* **Consigne**
Pouvez-vous prolonger l'entretien avec Baba Maal ci-dessous en reprenant juste après sa dernière phrase ?

* **Extrait à lire**
============

Baba Maal, lead-vocal du Dande Leñol : «J’ai refusé d’arrêter après le décès de mon fils»

Il a 30 ans. Le groupe Dande Leñol a acquis cette maturité après des années d’histoire et d’abnégation. Que d’obstacles surmontés ! Que de défis relevés ! Et l’avenir reste toujours une étape à conquérir pour ce groupe. Aujourd’hui, Baba Maal retourne sur les terres de ses heureux souvenirs. En tournée dans les contrées les plus reculées du Fouta, l’enfant de Podor revient pour retrouver la chaleur du Sénégal des profondeurs. Ici, il a participé à l’érection d’infrastructures de base pour l’épanouissement social des populations. Les concerts gratuits ont financé des écoles, des dispensaires pour participer aux efforts de développement de son pays. C’est la destinée de son groupe qui n’a jamais privilégié la scène internationale au détriment des prestations nationales. 

A 62 ans, il a toujours cette fièvre musicale. Pendant plusieurs jours, il a sillonné les patelins les plus enclavés de la région de Matam pour la célébration des 30 ans de Dande Leñol. Croisé dans un hôtel à Ouro Sogui, Baba Maal parle dans cet entretien de sa lutte contre la pauvreté, de ses relations avec la famille de Tidiane Anne et des projets de son groupe. Et aussi, il raconte le dernier drame qu’il a vécu avec la disparition de son unique enfant. Mais il l’a surmontée pour continuer à relever les défis. Comme toujours.

Entretien

El Hadji Baba Maal, vous êtes à Ouro Sogui depuis mardi soir. Peut-on savoir l’objet de votre visite ?

Je suis dans la région de Matam pour une série de concerts, deux prestations au village de Hombo et deux autres à Diéla. Pour le village de Diéla dans le «Dande Mayo», c’est une tradition depuis plus d’une dizaine d’années, un partenariat très fructueux a été noué avec l’Association pour le développement du village, avec un groupe de personnes qui vient chaque fois apporter son soutien aux Blues du fleuve, mais également avec qui nous avons des liens de parenté très solides. D’où l’organisation des concerts pour le développement.

============

* **Matériel fourni**
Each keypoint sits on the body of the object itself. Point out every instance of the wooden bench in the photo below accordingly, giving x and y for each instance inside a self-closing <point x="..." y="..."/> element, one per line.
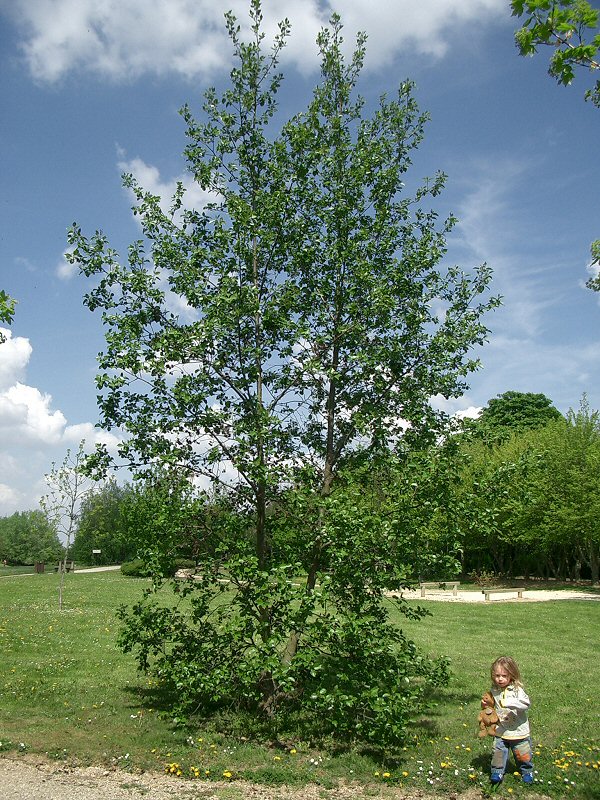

============

* **Texte produit**
Quant à Hombo, nous cherchions un village pour pousser ce qu’on avait commencé au village de Mbélone. En 1982, durant les années de la menace de la sécheresse, il y avait une insécurité alimentaire, on avait choisi avec Oxfam et des journalistes de visiter des sites au Sénégal et en Mauritanie. Notre choix s’était porté sur Mbèlone, un village que nous avions trouvé dans d’énormes difficultés, il y avait un manque d’eau récurrent, les puits étaient asséchés, pas de possibilités pour les femmes d’avoir des jardins potagers. Et il n’y avait pas d’écoles. 

Ainsi, sensible à leur problème, je suis reparti à Dakar pour récolter des fonds en organisant un concert avec des Vip au King Fahd Palace. Avec Oxfam, on est revenu pour les soutenir à revaloriser leurs puits pour avoir accès à l’eau potable. Grâce à cette collaboration, ils ont réussi à régler beaucoup de leurs problèmes. Et pour Hombo, je suis venu tester le terrain pour voir s’il serait possible de faire la même chose qu’on avait fait à Mbélone, surtout que nous célébrons les trente ans de Dande Leñol, il faudrait qu’on remette sur pied ces collaborations sur le plan humanitaire.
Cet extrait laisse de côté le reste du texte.